*PROBLEM*: Beginning at the line that holds "In the picture above, where can the raised", restate each line exactly through the final line of the records. Include both of those lines.

===== SUPPLIED MATERIAL

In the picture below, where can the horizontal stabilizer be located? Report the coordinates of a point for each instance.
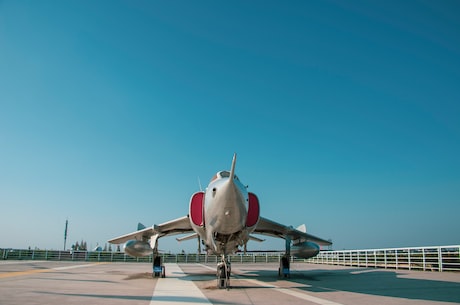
(302, 228)
(251, 237)
(188, 237)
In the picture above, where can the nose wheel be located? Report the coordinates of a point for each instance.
(224, 270)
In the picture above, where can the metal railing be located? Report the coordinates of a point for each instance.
(443, 258)
(101, 256)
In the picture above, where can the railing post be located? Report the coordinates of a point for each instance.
(408, 259)
(385, 257)
(424, 259)
(439, 259)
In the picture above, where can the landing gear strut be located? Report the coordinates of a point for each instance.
(284, 269)
(224, 270)
(158, 268)
(285, 262)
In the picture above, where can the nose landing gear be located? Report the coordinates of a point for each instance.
(224, 270)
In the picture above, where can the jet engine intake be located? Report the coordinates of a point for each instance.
(137, 248)
(305, 250)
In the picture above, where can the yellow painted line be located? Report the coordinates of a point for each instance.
(33, 271)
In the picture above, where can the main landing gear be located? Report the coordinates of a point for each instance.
(224, 270)
(158, 268)
(284, 269)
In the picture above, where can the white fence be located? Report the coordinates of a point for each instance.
(444, 258)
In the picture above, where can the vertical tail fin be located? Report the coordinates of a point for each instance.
(232, 171)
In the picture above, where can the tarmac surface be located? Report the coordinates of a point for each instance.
(53, 283)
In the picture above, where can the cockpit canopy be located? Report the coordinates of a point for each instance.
(223, 174)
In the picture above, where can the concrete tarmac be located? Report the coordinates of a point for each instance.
(53, 283)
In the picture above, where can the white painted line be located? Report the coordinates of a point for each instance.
(364, 271)
(75, 266)
(297, 294)
(174, 289)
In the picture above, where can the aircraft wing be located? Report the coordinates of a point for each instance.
(176, 226)
(271, 228)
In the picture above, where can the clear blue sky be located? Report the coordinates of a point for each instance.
(345, 116)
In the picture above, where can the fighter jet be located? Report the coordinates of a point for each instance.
(223, 218)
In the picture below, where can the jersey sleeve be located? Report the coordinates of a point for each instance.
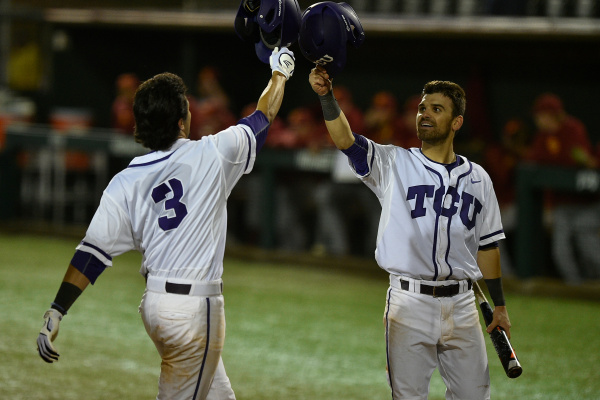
(109, 233)
(236, 147)
(491, 229)
(379, 160)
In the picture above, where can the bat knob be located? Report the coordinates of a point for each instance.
(514, 369)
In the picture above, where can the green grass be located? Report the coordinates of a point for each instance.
(293, 332)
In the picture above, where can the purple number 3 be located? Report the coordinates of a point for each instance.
(159, 194)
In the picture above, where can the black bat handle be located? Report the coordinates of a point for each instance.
(502, 345)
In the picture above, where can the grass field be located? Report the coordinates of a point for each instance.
(293, 332)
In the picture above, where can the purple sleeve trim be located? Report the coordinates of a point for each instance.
(88, 264)
(258, 122)
(357, 153)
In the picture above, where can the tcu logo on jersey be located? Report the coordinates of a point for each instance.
(324, 60)
(420, 192)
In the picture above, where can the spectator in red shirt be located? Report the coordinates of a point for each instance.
(561, 139)
(122, 108)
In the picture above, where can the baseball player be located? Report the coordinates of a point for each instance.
(438, 233)
(170, 205)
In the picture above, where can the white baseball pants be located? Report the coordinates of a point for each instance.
(424, 332)
(189, 333)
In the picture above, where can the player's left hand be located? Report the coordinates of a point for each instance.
(319, 80)
(48, 334)
(501, 320)
(283, 61)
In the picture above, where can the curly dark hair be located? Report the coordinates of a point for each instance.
(159, 104)
(452, 91)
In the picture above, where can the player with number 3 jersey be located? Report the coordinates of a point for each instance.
(438, 233)
(170, 205)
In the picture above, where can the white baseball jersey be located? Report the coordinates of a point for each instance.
(433, 221)
(171, 206)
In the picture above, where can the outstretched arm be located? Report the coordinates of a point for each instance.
(335, 120)
(282, 64)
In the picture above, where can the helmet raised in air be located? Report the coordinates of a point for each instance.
(269, 24)
(325, 30)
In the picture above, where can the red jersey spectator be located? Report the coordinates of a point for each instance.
(561, 139)
(122, 108)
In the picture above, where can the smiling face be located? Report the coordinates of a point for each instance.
(435, 123)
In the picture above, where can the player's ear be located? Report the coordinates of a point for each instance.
(457, 123)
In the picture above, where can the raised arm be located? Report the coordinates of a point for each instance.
(282, 65)
(335, 120)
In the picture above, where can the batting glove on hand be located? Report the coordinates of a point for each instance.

==========

*SOLUTION*:
In the picture above, where can the raised arm be located? Report the coordinates of a point for each instance.
(282, 65)
(335, 120)
In the picture above, where can the batting glove on hand be located? Report the coordinates of a point for each instance.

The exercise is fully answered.